Exercise directions
Would you transcribe all of the data exactly, down to the last character?

Supplied records

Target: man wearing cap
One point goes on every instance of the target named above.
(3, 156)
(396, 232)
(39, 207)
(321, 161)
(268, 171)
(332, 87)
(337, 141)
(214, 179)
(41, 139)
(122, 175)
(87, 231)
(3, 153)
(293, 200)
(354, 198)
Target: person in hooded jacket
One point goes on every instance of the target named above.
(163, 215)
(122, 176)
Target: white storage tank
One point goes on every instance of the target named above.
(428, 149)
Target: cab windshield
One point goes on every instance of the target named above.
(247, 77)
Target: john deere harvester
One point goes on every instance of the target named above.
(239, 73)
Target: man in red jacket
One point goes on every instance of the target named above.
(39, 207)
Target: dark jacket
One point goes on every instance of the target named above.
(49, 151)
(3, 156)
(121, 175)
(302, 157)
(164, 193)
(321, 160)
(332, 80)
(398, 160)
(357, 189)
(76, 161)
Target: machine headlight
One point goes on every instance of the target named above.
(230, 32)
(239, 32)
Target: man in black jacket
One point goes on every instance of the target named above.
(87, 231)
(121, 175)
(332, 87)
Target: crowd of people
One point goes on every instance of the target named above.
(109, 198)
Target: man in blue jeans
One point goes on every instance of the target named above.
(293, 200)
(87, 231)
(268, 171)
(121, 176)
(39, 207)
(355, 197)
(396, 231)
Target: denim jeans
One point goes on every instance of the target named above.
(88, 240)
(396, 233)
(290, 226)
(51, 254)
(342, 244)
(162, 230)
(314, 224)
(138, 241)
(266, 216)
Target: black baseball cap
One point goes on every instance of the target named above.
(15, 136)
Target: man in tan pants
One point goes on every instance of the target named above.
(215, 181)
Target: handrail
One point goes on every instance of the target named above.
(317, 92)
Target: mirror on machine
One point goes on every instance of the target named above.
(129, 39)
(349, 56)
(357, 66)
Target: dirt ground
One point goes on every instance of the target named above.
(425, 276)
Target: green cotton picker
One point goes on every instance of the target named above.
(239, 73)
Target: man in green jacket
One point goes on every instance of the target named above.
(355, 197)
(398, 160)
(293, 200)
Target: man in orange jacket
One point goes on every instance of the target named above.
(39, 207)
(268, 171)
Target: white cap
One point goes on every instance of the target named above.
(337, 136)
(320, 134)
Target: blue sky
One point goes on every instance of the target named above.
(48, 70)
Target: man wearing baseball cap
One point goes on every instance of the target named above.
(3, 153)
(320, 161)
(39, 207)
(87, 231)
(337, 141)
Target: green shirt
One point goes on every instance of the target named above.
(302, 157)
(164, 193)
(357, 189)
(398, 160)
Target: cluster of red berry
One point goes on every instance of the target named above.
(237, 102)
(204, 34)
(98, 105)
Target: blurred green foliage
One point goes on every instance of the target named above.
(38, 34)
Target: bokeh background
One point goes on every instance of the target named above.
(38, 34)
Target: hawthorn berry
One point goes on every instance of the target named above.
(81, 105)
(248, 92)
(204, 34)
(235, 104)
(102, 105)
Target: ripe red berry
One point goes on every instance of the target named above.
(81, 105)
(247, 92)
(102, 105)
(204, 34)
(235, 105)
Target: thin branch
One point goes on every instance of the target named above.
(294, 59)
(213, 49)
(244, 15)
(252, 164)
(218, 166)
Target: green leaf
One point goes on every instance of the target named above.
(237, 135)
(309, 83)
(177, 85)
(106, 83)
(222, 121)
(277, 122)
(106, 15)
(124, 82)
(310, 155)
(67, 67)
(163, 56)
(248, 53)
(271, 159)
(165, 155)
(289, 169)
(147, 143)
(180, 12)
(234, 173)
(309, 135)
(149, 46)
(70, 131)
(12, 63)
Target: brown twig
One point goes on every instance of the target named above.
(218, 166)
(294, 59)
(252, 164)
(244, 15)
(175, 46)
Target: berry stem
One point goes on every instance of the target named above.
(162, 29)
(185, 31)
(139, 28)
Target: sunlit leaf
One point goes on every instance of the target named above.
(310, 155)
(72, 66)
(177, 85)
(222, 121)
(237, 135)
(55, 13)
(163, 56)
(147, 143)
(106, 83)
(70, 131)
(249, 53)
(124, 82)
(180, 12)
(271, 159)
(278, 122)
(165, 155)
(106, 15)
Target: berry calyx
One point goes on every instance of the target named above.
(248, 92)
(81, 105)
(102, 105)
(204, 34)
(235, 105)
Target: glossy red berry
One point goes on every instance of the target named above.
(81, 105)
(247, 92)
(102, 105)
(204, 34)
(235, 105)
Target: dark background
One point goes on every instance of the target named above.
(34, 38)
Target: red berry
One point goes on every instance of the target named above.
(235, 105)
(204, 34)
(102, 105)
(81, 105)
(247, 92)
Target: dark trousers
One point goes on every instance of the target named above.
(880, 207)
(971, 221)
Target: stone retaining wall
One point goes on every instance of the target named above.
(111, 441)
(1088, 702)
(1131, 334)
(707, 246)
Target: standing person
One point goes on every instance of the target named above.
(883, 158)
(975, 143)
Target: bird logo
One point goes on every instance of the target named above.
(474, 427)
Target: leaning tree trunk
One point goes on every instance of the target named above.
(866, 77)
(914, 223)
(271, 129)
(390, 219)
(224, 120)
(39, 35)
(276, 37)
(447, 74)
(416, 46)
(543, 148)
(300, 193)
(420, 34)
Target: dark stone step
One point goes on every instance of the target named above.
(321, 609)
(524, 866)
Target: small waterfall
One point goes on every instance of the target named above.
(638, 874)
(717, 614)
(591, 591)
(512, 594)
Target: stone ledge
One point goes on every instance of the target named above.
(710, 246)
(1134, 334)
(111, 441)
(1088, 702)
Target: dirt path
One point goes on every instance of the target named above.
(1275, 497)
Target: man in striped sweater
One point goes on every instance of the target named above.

Output
Target: man wearing cap
One point goes on every instance of the target named above.
(3, 156)
(396, 232)
(39, 207)
(321, 161)
(268, 171)
(332, 87)
(337, 141)
(214, 179)
(41, 139)
(122, 175)
(87, 231)
(3, 153)
(293, 200)
(354, 198)
Target: person in hooded jacket
One point goes on every instance of the target named above.
(163, 215)
(122, 176)
Target: white storage tank
One point goes on every instance of the target named above.
(428, 149)
Target: cab windshield
One point goes on every instance of the target named above.
(247, 77)
Target: john deere harvester
One point goes on every instance of the target named above.
(239, 73)
Target: man in red jacket
One point goes on every instance of the target named above.
(39, 207)
Target: dark jacket
One point goes on every instance of the target named above.
(49, 151)
(3, 156)
(121, 175)
(302, 157)
(164, 193)
(321, 160)
(332, 80)
(398, 160)
(357, 189)
(76, 161)
Target: machine headlight
One point goes on every instance of the target named above.
(230, 32)
(239, 32)
Target: man in black jacket
One point goes on every instance of the target named above.
(87, 231)
(121, 175)
(332, 87)
Target: crowd of people
One point goes on every instance of the target named above.
(109, 198)
Target: man in blue jeans
One point goes on every instance of the target named above.
(293, 200)
(87, 231)
(268, 171)
(121, 176)
(39, 207)
(355, 197)
(396, 231)
Target: denim jeans
One point goes on every instance of the target named above.
(88, 240)
(396, 233)
(290, 226)
(51, 254)
(342, 244)
(162, 230)
(314, 224)
(138, 241)
(266, 216)
Target: black baseball cap
One point goes on every instance of the target named above.
(15, 136)
Target: man in tan pants
One point goes on every instance of the target named above.
(215, 181)
Target: handrail
One point goes on every instance of the target named above.
(317, 92)
Target: mirror on machine
One point goes on every instance of the target named above.
(129, 39)
(349, 56)
(357, 66)
Target: dirt ground
One point goes on every instance of the target named above.
(425, 276)
Target: green cotton picker
One point goes on every instance of the target named above.
(239, 73)
Target: man in green jacket
One point goes on every instance of the target named above.
(355, 197)
(398, 160)
(293, 200)
Target: man in orange jacket
One point goes on every instance of the target named above.
(39, 207)
(268, 171)
Target: white cap
One point goes on every instance of the target named above.
(337, 136)
(320, 134)
Target: blue sky
One point goes on every instance of the target named above.
(48, 70)
Target: man wearing baseball cap
One point goes on every instance of the target named above.
(3, 153)
(320, 161)
(39, 207)
(87, 231)
(337, 141)
Target: green shirt
One point goes on every instance of the target named above.
(302, 157)
(164, 193)
(357, 189)
(398, 160)
Target: cluster of red berry
One point goes on every instance of the target named above.
(237, 102)
(204, 34)
(98, 105)
Target: blurred green foliage
One point goes on every instance of the target named above.
(38, 34)
Target: bokeh background
One point goes on every instance of the target named above.
(38, 34)
Target: hawthorn berry
One point goes on every instance of the target named above.
(81, 105)
(248, 92)
(204, 34)
(235, 104)
(102, 105)
Target: ripe red berry
One point goes on every instance of the target named above.
(81, 105)
(247, 92)
(102, 105)
(204, 34)
(235, 105)
Target: thin branch
One point goes on every instance of the target named above.
(294, 59)
(213, 49)
(244, 15)
(252, 164)
(218, 166)
Target: green leaf
One point goes on every instance of the target named above.
(237, 135)
(309, 83)
(177, 85)
(106, 83)
(222, 121)
(277, 122)
(106, 15)
(124, 82)
(310, 155)
(67, 67)
(163, 56)
(248, 53)
(271, 159)
(165, 155)
(289, 169)
(147, 143)
(180, 12)
(234, 173)
(309, 135)
(149, 46)
(70, 131)
(12, 63)
Target: brown twig
One point goes on every instance of the target named above.
(218, 166)
(294, 59)
(252, 164)
(244, 15)
(175, 46)
Target: berry stem
One point goes on every instance of the target named above.
(162, 29)
(185, 31)
(139, 28)
Target: sunlit leaf
One point goes on every instance of the target named above.
(310, 155)
(72, 66)
(177, 85)
(222, 121)
(237, 135)
(55, 13)
(163, 56)
(147, 143)
(106, 83)
(70, 131)
(249, 53)
(124, 82)
(180, 12)
(271, 159)
(278, 122)
(165, 155)
(106, 15)
Target: berry calyx
One point goes on every instance of the target named above.
(248, 92)
(81, 105)
(102, 105)
(204, 34)
(235, 105)
Target: glossy red berry
One point goes on every instance of the target named above.
(81, 105)
(247, 92)
(102, 105)
(204, 34)
(235, 105)
Target: dark background
One point goes on every instance of the target named above.
(34, 38)
Target: red berry
One point goes on every instance of the target named above.
(235, 105)
(204, 34)
(102, 105)
(81, 105)
(247, 92)
Target: dark trousers
One point goes on every instance of the target named above.
(880, 207)
(971, 221)
Target: stone retaining wall
One point goes on every instance of the target named above.
(111, 441)
(1088, 702)
(1131, 334)
(707, 246)
Target: standing person
One point goes on every instance of the target named above.
(883, 158)
(975, 143)
Target: bird logo
One point goes on every instance of the target named above.
(474, 427)
Target: leaning tree trunk
One point goes on every instance of the target named above.
(866, 77)
(914, 223)
(271, 129)
(390, 219)
(224, 120)
(39, 35)
(276, 37)
(447, 74)
(416, 46)
(543, 148)
(300, 193)
(420, 34)
Target: dark stone step
One point goes on every instance of the target named above.
(321, 609)
(524, 866)
Target: small waterfall
One point goes on every instance of the target named above.
(638, 874)
(717, 614)
(591, 591)
(512, 594)
Target: stone ledge
One point goes on every instance of the target named above.
(710, 246)
(1134, 334)
(111, 441)
(1088, 702)
Target: dirt path
One point goes on every instance of the target named above.
(1275, 497)
Target: man in striped sweater
One point goes on every instance of the target named above.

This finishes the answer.